◆ TO DO
Read the lines below, and copy any that contain the string "could".

##############################

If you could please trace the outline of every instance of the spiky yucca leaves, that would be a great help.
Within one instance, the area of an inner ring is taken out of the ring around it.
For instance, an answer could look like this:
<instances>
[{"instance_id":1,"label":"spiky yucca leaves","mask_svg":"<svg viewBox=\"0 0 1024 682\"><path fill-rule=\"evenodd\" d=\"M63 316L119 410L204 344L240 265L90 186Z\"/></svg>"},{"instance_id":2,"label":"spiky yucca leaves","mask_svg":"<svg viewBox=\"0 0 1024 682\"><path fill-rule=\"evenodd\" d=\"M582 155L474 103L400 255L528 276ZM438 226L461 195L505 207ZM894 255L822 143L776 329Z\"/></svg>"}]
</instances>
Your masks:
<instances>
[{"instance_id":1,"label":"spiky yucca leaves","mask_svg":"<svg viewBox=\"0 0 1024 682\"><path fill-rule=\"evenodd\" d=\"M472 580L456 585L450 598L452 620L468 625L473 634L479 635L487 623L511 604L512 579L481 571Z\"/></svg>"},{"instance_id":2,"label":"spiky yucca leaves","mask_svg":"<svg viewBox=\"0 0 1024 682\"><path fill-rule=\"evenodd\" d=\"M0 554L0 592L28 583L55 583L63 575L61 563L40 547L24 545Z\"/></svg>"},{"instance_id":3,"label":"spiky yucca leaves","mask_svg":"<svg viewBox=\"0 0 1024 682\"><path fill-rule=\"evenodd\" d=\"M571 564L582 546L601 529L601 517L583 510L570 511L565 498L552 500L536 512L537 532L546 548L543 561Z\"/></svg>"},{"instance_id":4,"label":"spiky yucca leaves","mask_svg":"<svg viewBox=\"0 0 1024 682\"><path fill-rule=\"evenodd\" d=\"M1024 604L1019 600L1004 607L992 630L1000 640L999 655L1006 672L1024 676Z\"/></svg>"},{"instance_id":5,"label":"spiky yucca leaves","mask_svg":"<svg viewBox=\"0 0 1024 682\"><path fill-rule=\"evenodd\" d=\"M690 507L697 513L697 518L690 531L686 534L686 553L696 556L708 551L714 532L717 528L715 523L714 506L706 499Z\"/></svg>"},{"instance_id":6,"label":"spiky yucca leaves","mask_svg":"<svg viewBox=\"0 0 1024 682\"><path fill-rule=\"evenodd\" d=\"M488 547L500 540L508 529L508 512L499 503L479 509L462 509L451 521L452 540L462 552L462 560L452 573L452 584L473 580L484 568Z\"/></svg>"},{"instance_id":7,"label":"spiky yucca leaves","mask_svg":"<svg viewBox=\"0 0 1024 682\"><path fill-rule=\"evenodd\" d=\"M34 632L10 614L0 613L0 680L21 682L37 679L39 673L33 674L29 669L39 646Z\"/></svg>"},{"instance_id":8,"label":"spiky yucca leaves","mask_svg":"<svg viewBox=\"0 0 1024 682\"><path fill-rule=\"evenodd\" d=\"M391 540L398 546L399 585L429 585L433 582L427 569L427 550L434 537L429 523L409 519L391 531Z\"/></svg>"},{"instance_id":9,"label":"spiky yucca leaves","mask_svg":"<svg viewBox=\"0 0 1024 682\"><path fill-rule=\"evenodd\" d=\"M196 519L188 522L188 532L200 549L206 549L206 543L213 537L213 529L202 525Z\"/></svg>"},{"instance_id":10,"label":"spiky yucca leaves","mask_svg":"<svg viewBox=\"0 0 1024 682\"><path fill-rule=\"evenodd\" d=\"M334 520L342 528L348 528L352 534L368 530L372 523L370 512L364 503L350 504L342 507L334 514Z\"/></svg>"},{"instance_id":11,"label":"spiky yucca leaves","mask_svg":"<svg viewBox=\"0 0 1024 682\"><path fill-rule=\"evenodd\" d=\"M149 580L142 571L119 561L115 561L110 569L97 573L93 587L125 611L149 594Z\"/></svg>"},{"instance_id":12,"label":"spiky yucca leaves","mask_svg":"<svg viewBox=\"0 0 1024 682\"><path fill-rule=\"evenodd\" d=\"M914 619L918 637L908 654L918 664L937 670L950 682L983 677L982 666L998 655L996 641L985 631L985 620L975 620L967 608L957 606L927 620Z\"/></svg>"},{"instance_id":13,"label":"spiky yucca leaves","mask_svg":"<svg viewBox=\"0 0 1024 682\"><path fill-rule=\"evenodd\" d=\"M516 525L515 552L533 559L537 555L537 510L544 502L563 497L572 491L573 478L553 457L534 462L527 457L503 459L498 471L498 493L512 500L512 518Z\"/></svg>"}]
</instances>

##############################

◆ RESPONSE
If you could please trace the outline of every instance of the spiky yucca leaves, that would be a great help.
For instance, an answer could look like this:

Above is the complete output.